**WHAT THIS TASK INVOLVES:** Pictures don't belong in the copy; print all the records exactly.

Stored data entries
=-=-=

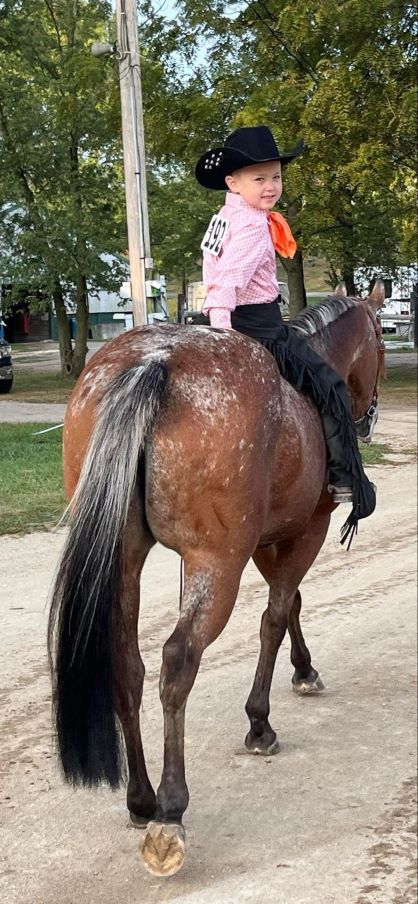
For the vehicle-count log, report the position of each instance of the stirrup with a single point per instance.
(341, 494)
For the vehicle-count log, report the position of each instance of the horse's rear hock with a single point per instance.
(129, 671)
(210, 592)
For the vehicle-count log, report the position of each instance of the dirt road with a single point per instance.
(327, 821)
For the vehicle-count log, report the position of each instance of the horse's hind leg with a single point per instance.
(129, 672)
(262, 738)
(306, 679)
(283, 567)
(210, 590)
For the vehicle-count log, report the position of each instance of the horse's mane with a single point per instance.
(315, 318)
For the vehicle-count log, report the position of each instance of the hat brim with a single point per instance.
(213, 166)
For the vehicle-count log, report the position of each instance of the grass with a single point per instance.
(32, 493)
(39, 386)
(400, 387)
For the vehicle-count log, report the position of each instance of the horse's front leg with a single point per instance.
(210, 590)
(306, 679)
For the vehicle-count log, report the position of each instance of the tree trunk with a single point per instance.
(295, 279)
(64, 334)
(82, 315)
(348, 278)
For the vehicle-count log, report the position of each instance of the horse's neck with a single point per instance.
(339, 342)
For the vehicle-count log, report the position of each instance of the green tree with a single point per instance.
(60, 171)
(341, 76)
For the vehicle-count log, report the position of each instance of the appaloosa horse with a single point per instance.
(189, 437)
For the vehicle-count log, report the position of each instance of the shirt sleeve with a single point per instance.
(233, 270)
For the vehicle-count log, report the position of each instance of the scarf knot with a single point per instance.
(281, 235)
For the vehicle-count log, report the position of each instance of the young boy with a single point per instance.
(239, 272)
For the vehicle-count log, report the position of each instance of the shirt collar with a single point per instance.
(238, 203)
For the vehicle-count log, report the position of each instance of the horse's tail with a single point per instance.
(89, 579)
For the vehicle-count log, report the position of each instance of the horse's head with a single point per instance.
(368, 366)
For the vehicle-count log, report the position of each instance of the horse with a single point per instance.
(188, 436)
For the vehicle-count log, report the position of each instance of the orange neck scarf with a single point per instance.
(281, 235)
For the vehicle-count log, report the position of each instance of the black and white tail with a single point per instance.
(89, 578)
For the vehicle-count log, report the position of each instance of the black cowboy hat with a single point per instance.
(244, 147)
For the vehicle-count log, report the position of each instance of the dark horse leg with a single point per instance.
(283, 566)
(129, 671)
(210, 591)
(306, 679)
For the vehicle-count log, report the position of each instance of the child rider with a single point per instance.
(239, 272)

=-=-=

**EXERCISE SOLUTION:**
For the vehicle-count log, report the position of each instance of the stirrup with a single point per instance.
(341, 494)
For the vehicle-count log, report the position of each instance of the horse's rear hock with a single point per instance.
(129, 671)
(210, 592)
For the vehicle-count log, report the position of each instance of the dirt road with a single point per instance.
(327, 821)
For the vehicle-count log, report the position of each instance of the horse's hind leg with a single point per instance.
(129, 672)
(262, 738)
(306, 679)
(283, 567)
(210, 590)
For the vehicle-count log, report the position of each instance of the horse's mane with a single point per instance.
(315, 318)
For the vehicle-count log, report the position of each instance of the hat brim with a single point per instance.
(213, 166)
For the vehicle-count log, report the position of each instance of the grass with a single point per instance.
(32, 493)
(39, 386)
(400, 387)
For the vehicle-count log, report the position of each instance of the horse's front leg with a single point per instance.
(210, 590)
(306, 679)
For the vehicle-count log, report the position of each instance of the tree trunk with a single point per instance.
(295, 279)
(64, 334)
(82, 315)
(348, 278)
For the vehicle-count log, report the position of each instance of the horse's neck with a single point per instance.
(339, 342)
For the vehicle-count log, report the position of each instance of the green tree with a single point per instance.
(60, 171)
(341, 76)
For the vehicle-count log, report the position of each instance of the appaloosa horse with a single point per instance.
(189, 437)
For the vehicle-count log, report the position of each instance of the shirt sleeve with a single point per instance.
(233, 270)
For the vehicle-count log, report the position of each instance of the scarf knot with a single point per instance.
(281, 235)
For the vehicle-count log, report the position of each instance of the young boy with a single point per instance.
(239, 272)
For the vehicle-count log, report the position of each instance of the shirt collar with a single point per instance.
(238, 203)
For the vehicle-count log, report the position of each instance of the horse's tail with a single point per instance.
(89, 579)
For the vehicle-count log, report the position of each instance of the horse's head with a single point per instance.
(368, 366)
For the vehicle-count log, report the position of each instance of the horse with a single point per instance.
(188, 436)
For the vehicle-count log, report the position of each instance of the orange neck scarf with a single point per instance.
(281, 235)
For the vehicle-count log, report the position of each instance of the black and white tail with a single point per instance.
(89, 578)
For the vehicle-count log, report the position of each instance of the black cowboy hat with a single point per instance.
(244, 147)
For the vehicle-count log, report the position of each instance of the dark horse leg with a single point per instance.
(283, 566)
(129, 671)
(210, 591)
(306, 679)
For the vehicle-count log, report the position of each instance of the child rider with a single point per instance.
(239, 272)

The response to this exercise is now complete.